### To do
Give only the lines from the one containing "If you could locate the black exercise" through the end of the material below, exactly as written.

### Data for review
* * * * *

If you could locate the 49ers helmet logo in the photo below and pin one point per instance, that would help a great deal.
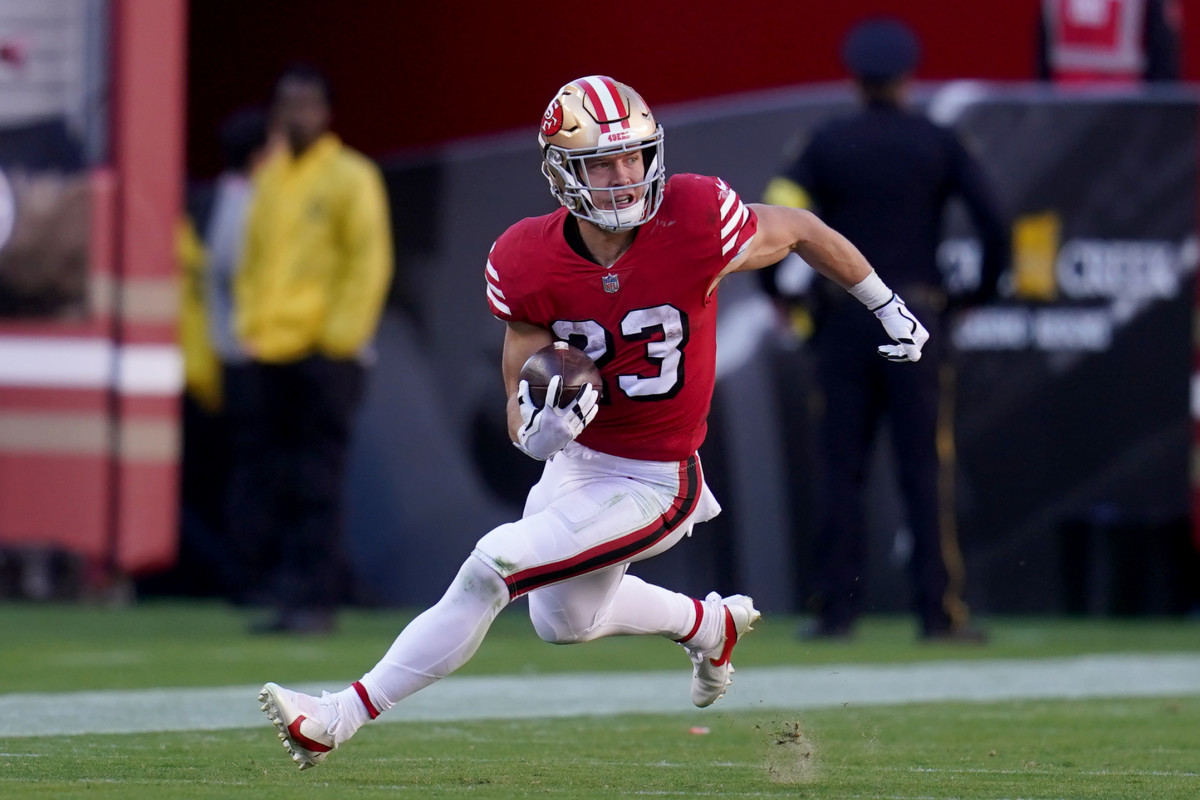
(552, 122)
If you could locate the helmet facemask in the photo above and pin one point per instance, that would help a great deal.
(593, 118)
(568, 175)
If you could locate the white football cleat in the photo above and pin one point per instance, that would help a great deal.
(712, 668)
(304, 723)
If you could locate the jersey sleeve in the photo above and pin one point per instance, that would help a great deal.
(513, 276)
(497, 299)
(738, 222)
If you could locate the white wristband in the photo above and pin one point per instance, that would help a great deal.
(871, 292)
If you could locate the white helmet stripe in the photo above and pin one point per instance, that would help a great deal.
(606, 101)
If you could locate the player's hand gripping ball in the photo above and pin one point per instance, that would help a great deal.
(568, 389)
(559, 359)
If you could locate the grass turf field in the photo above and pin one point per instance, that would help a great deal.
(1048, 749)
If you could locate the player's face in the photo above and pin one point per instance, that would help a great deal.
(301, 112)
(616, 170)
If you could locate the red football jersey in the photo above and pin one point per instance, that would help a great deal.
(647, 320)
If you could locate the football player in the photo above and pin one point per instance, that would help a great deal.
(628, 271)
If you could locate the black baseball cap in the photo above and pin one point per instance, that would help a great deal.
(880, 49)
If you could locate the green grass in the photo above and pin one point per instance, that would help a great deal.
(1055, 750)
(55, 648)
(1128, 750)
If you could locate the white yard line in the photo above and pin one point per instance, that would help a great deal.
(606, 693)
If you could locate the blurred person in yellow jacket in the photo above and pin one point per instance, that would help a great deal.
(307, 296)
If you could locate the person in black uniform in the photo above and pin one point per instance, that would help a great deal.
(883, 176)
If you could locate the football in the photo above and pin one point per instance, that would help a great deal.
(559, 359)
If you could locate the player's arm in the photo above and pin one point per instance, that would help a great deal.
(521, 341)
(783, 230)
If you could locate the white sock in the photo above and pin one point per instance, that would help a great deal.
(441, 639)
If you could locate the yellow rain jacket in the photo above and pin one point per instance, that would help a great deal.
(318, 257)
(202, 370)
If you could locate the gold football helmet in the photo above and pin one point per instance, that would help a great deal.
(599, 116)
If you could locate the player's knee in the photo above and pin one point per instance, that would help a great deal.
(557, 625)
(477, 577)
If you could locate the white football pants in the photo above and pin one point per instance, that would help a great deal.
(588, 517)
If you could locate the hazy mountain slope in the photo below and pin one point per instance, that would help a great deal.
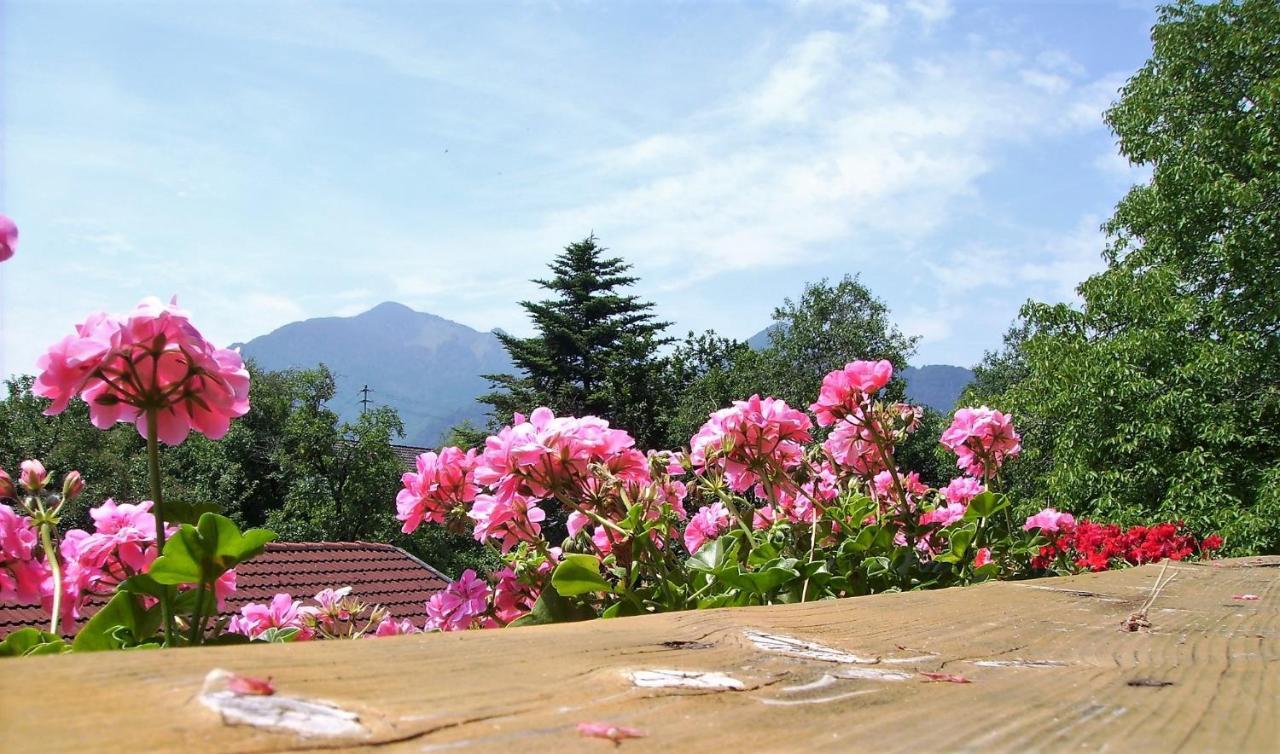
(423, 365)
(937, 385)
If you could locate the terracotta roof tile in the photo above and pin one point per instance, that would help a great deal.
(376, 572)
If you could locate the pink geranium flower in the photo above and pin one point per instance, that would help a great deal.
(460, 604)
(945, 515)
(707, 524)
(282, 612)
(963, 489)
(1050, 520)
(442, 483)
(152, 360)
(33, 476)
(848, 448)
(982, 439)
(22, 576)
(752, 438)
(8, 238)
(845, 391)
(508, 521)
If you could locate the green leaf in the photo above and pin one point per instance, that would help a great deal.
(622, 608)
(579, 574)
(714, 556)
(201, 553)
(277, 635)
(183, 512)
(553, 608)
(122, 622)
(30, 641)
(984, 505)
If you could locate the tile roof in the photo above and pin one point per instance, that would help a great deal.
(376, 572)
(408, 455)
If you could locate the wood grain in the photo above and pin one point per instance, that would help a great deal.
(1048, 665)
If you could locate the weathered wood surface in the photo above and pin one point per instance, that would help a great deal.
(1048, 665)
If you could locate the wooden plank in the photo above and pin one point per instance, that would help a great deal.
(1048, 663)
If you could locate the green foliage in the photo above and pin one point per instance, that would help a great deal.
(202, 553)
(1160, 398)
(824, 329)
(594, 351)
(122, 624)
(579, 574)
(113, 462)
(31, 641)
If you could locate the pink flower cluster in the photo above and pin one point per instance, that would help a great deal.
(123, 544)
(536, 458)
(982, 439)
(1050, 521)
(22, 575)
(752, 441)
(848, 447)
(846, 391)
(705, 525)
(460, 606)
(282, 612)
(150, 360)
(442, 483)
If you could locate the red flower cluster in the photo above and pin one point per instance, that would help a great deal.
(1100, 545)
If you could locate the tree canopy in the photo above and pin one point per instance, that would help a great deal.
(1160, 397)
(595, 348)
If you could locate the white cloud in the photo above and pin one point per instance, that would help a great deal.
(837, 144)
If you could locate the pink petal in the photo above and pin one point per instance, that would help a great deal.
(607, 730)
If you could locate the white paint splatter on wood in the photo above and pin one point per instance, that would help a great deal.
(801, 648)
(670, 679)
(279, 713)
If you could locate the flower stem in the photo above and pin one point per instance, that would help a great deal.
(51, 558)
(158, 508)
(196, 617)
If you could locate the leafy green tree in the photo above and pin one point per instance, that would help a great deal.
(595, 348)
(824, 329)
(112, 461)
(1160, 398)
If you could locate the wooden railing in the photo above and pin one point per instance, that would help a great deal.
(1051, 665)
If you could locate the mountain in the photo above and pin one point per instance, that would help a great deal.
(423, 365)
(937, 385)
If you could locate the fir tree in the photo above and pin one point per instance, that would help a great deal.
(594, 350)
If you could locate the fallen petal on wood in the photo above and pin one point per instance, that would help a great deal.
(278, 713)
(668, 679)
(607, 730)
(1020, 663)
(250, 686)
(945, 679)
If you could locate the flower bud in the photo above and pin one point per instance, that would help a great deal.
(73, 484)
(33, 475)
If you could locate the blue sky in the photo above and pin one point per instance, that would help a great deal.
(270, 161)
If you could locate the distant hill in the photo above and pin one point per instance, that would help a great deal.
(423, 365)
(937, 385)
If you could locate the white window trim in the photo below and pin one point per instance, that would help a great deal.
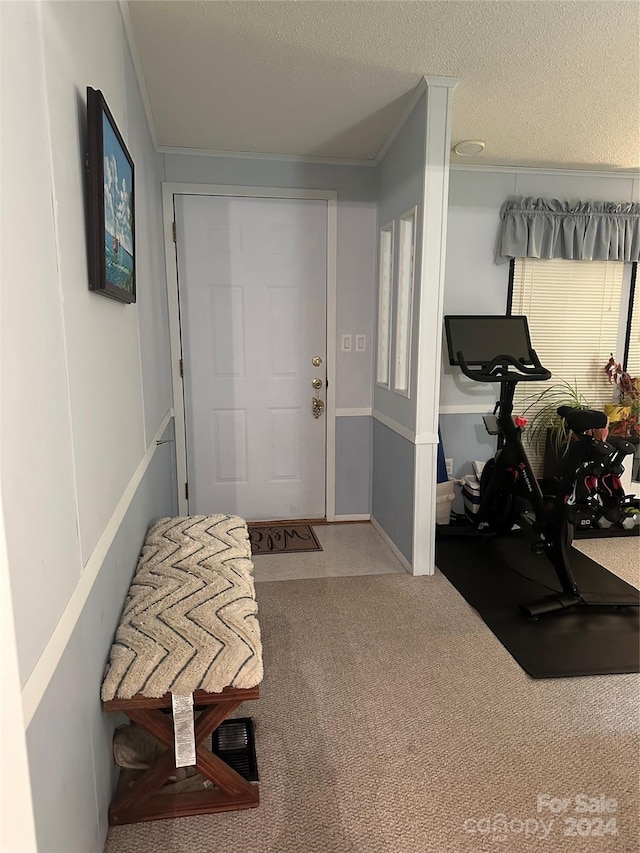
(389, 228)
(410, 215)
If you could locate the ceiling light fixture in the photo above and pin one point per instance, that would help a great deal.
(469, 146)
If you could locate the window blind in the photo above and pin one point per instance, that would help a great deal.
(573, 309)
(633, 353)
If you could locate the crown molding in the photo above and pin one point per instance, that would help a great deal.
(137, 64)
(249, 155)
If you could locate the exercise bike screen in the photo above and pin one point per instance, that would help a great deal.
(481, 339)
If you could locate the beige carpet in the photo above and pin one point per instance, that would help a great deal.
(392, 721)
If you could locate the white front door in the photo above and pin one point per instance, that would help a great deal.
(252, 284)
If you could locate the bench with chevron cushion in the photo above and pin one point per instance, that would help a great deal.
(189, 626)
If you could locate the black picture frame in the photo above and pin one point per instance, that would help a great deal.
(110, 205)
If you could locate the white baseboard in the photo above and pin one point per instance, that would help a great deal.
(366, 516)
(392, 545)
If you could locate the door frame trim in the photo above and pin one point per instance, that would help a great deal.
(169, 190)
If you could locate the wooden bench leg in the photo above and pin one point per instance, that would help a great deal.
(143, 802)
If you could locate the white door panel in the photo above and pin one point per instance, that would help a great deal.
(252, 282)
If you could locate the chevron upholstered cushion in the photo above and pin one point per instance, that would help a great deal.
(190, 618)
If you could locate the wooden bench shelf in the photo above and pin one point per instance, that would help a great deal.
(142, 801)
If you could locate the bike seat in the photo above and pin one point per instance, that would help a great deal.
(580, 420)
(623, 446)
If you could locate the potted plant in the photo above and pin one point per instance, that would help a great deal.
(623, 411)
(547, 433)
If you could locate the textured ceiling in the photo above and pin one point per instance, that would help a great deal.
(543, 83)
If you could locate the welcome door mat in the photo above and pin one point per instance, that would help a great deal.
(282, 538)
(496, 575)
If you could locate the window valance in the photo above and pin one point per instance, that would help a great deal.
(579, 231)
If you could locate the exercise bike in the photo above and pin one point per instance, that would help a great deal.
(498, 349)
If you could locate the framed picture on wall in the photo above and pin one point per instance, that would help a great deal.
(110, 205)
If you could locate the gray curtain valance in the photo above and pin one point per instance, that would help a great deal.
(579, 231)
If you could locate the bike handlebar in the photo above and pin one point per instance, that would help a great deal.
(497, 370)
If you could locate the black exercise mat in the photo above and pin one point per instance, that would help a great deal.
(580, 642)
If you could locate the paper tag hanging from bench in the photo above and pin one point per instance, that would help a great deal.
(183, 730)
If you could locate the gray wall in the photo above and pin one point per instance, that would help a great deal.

* * * * *

### Response to this task
If you could locate the black exercise mat in the photo above and pin one point per instance, that would help a great deal.
(580, 642)
If you could locate the paper tag hanging from bench in the photo above and pin one point per instance, that would help a great deal.
(183, 730)
If you could locate the gray wall in the photo above and pin one point per instance, that would help a great deal.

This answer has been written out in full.